- _WHAT TO DO_:
What is needed here is an exact repetition of the records below, beginning at the line that has "Target — small rock" and stopping after the line that has "Target — rock in water".
================
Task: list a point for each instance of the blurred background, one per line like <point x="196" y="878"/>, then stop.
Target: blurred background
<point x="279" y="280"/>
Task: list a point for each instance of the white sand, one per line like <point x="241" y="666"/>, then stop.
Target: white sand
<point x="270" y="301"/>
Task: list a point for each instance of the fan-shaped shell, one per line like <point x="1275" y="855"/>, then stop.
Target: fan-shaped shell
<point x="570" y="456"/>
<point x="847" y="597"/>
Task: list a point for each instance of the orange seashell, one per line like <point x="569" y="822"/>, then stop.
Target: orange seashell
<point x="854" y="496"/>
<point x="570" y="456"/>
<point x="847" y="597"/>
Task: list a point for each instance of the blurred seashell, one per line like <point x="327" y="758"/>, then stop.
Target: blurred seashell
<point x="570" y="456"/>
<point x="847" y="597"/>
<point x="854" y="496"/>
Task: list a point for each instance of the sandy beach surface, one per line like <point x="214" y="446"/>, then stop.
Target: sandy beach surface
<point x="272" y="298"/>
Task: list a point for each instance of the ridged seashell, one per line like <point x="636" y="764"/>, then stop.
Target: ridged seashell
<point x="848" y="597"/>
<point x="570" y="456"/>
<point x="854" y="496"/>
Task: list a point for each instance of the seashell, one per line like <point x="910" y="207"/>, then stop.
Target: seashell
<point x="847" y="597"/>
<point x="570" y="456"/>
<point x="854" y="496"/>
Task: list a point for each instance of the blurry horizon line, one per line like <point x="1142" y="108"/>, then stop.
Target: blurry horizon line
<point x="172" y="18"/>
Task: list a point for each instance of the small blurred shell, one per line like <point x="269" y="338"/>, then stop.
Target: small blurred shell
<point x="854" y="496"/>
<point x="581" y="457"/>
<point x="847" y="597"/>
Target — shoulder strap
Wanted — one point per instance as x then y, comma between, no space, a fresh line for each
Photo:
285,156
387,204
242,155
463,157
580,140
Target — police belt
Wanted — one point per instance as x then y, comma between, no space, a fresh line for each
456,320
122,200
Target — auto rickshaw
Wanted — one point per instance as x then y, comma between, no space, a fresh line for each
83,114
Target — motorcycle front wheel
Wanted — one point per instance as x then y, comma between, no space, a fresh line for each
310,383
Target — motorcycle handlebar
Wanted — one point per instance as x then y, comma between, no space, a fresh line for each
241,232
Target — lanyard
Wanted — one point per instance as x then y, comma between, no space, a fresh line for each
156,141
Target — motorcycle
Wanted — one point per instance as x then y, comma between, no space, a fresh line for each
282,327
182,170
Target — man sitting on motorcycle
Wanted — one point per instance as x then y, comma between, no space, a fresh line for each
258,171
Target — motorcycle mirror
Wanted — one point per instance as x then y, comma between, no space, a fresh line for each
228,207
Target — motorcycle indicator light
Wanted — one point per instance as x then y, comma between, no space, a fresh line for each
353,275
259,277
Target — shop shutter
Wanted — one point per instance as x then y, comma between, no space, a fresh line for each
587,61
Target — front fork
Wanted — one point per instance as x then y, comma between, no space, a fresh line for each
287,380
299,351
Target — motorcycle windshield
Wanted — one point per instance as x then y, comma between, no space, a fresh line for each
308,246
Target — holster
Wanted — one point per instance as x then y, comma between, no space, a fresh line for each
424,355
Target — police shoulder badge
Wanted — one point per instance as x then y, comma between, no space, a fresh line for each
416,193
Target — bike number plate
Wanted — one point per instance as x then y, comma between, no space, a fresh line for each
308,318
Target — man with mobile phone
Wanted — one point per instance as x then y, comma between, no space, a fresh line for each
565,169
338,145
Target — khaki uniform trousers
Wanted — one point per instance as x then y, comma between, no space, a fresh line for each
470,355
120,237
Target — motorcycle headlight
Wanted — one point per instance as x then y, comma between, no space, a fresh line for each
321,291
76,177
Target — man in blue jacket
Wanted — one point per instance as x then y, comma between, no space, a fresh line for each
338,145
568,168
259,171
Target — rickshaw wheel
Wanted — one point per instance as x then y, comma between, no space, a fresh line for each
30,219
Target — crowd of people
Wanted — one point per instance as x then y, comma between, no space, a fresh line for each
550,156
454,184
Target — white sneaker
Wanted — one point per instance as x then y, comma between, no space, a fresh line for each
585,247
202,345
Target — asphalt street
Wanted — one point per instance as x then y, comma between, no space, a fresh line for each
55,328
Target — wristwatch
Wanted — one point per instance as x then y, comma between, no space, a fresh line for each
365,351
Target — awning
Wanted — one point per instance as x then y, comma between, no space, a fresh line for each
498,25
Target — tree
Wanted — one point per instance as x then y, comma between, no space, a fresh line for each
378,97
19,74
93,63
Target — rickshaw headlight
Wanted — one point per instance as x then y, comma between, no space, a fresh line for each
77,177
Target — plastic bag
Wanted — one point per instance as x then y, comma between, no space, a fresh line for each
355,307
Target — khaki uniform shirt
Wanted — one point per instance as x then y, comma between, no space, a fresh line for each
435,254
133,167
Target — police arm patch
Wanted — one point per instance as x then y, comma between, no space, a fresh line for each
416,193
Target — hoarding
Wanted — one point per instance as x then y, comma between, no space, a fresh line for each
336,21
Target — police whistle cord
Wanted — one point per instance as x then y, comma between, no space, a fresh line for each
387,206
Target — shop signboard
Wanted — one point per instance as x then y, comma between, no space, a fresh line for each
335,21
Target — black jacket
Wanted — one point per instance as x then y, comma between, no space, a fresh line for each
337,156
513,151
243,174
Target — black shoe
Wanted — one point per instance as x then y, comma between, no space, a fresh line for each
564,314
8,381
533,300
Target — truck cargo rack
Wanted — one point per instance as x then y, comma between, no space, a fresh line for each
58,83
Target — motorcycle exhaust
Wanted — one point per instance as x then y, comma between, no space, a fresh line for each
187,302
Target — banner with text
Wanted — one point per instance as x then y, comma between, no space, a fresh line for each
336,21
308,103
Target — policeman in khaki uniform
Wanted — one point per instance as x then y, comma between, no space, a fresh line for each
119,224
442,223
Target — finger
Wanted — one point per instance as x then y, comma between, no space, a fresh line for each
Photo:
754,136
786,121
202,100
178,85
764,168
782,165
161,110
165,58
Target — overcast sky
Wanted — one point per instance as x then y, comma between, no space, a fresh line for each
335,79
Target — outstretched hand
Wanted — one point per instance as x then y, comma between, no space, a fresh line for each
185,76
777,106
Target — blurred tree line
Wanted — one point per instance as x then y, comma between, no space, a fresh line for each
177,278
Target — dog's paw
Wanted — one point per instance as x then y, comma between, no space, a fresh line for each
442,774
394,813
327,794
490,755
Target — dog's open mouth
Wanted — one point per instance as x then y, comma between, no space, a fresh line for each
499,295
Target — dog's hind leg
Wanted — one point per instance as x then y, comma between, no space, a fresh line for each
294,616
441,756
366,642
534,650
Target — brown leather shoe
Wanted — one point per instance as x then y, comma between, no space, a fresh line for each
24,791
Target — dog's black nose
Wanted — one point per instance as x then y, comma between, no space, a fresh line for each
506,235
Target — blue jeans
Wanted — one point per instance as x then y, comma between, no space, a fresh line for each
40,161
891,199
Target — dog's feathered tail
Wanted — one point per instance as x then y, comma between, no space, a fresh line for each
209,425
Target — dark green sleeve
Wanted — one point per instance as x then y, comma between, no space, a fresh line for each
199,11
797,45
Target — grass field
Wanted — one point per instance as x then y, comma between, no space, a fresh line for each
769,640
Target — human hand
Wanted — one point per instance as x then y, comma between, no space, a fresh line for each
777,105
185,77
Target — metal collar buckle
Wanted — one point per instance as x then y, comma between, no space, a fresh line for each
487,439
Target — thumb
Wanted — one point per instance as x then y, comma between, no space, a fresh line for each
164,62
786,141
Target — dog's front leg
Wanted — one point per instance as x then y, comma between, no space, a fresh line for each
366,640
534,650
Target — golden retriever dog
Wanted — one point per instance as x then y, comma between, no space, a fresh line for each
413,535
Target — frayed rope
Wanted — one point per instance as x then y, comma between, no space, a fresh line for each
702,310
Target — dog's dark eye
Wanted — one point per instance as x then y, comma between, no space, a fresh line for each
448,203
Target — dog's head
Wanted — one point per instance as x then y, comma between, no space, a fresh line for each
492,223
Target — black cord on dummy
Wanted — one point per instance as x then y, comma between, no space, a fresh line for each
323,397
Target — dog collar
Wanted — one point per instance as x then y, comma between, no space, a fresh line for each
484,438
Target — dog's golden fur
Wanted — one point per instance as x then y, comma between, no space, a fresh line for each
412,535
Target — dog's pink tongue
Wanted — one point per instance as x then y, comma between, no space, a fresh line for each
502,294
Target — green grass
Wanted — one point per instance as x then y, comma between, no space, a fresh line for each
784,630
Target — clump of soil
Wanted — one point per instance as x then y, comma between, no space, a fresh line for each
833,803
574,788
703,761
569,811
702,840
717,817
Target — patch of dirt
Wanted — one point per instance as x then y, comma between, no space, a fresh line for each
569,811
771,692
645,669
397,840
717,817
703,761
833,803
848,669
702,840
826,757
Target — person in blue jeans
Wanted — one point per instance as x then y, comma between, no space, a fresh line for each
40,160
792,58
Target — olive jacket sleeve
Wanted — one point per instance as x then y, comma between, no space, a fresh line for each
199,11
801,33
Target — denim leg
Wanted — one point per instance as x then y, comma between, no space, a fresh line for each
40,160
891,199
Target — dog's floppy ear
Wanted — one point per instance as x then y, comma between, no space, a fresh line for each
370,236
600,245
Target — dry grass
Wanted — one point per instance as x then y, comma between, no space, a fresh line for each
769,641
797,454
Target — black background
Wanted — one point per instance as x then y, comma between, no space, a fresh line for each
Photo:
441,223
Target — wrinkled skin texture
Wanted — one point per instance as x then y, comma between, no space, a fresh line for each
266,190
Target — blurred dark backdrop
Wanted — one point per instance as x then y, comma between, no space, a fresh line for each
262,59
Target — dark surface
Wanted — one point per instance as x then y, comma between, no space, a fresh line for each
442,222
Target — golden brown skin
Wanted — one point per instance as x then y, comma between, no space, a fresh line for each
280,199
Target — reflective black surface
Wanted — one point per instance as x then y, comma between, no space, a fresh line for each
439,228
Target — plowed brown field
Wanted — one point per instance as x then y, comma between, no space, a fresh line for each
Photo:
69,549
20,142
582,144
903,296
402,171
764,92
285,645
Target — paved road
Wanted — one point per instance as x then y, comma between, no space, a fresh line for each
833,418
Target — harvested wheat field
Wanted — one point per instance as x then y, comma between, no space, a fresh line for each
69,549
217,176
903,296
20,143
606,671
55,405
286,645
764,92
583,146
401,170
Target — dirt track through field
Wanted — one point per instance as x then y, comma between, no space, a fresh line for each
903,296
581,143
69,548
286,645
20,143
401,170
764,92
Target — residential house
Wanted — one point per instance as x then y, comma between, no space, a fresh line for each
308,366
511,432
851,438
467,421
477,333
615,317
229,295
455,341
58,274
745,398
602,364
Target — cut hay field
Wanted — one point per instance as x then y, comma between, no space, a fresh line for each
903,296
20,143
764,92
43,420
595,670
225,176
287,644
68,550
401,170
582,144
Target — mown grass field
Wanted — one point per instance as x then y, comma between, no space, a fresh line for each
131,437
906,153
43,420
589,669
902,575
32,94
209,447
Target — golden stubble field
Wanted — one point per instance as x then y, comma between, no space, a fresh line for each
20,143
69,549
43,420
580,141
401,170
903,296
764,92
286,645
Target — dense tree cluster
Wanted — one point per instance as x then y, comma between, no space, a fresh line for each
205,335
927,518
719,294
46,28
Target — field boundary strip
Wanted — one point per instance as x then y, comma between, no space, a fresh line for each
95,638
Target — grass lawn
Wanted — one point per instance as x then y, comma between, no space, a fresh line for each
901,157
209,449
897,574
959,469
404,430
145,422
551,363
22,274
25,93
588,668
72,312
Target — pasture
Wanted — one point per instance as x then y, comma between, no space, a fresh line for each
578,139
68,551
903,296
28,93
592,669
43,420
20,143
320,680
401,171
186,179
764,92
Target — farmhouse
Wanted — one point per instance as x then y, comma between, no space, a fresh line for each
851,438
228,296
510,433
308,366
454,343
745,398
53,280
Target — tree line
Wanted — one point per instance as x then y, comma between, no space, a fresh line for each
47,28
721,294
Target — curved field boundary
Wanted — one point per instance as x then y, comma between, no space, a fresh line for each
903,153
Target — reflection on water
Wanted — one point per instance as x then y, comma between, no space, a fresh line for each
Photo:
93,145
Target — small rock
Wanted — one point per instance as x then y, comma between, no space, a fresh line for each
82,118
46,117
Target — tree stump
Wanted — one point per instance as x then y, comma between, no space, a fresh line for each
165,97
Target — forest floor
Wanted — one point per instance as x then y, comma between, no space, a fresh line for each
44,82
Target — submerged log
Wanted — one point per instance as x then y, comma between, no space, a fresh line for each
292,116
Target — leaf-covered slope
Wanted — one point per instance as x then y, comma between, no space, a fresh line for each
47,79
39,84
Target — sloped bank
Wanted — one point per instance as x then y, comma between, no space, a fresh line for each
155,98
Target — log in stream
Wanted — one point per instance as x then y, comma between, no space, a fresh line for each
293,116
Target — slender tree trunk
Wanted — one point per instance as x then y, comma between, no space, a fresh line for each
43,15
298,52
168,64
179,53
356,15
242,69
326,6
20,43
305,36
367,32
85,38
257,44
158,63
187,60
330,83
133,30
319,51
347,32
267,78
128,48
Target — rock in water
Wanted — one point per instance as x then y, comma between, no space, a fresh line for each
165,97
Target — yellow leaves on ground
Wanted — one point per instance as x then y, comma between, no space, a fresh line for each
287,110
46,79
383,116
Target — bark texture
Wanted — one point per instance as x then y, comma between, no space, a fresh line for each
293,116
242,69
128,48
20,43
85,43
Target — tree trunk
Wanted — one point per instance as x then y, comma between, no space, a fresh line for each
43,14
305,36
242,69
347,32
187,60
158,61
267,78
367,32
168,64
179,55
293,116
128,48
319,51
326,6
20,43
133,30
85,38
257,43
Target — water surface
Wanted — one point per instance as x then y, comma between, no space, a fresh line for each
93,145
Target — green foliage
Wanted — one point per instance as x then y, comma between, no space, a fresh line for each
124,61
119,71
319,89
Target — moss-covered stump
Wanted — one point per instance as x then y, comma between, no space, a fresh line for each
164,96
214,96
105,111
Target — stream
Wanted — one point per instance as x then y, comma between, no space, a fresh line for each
================
- _FINISHED TASK_:
Target — small rock
Wanted — one point per instance as x then y, comma between, no space, a fresh line for each
82,118
46,117
Target — tree stump
Wanted — one point per instance as x then y, comma between, no space, a fresh line for each
165,97
Target — forest floor
Wanted — one point per instance as x then y, comma between, no space, a fresh line for each
44,82
Target — submerged log
Wanted — one point per instance as x then y, comma between, no space, a fresh line for each
292,116
Target — leaf-covered slope
Wanted — one point per instance as x then y, comma between, no space, a fresh line for each
47,79
39,84
Target — sloped bank
Wanted — one point per instance as x then y, comma between, no space, a fresh line for each
155,98
Target — log in stream
Wanted — one point per instance as x then y, comma between, no space, a fresh line for each
293,116
Target — slender tree trunk
Wanted — one point per instance as x then y, comma between, no space, a fresh line for each
43,15
298,52
168,64
179,53
356,15
242,69
326,6
20,43
305,36
367,32
85,38
257,44
158,63
187,60
330,83
133,30
319,51
347,32
267,78
128,48
Target — rock in water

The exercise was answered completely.